* _Written task 1_
According to the biography of Joseph Farnham, which films earned him the award for title cards?
* _Written task 2_
Can you extend the Joseph Farnham biography past its final sentence?

* _Page_

━━━━

Joseph White Farnham (December 2, 1884 – June 2, 1931) was an American playwright, film writer, and film editor of the silent movie era in the 1920s. He was also a founding member of the Academy of Motion Picture Arts and Sciences.

Biography 

Born in New Haven, Connecticut in 1884, Farnham got his start in film through his business relationship with theatre impresarios Gustave and Daniel Frohman who owned The Frohman Amusement Corp. The Big Parade is probably the most famous of his works adapted to film. In the 1st Academy Awards of 1929, nominees could be considered for an Oscar for an award on the basis of multiple films within the year. Joseph won his Best Writing - Title Cards award for the films The Fair Co-Ed; Laugh, Clown, Laugh; and Telling the World. This was the only year that an Oscar for title cards would be awarded.

Joseph Farnham was the very first Academy Award winner to die. He died in 1931 of a heart attack while living in Los Angeles and was interred in the Forest Lawn Memorial Park Cemetery in Glendale, California.

━━━━

* _Data_

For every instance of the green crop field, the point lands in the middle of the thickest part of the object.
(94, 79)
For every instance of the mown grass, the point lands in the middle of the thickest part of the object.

━━━━

* _Task response 1_
The Fair Co-Ed; Laugh, Clown, Laugh; and Telling the World.

* _Task response 2_
Selected filmography
 Bachelor Apartments (1921)
The Country Flapper (1922)
 The Snitching Hour (1922)
 Greed (1924)
 Reckless Romance (1924)
 Soul Mates (1925)
 The Big Parade (1925)
 Stop Flirting (1925)
 The Blackbird (1926)
 Beverly of Graustark (1926)
 The Road to Mandalay (1926)
 The Show (1927)
 The Red Mill (1927)
 Slide, Kelly, Slide (1927)
 Rookies (1927)
 Becky (1927)
 London After Midnight (1927)
 The Trail of '98 (1928)
 Alias Jimmy Valentine (1928)
 Laugh, Clown, Laugh (1928)
 The Cameraman (1928)
 The Duke Steps Out (1929)
 Where East Is East (1929)
 The Unholy Night (1929)
 The Thirteenth Chair (1929)
 The Big House (1930)

References

External links

 

1884 births
1931 deaths
Academy of Motion Picture Arts and Sciences founders
American male screenwriters
Writers from New Haven, Connecticut
Burials at Forest Lawn Memorial Park (Glendale)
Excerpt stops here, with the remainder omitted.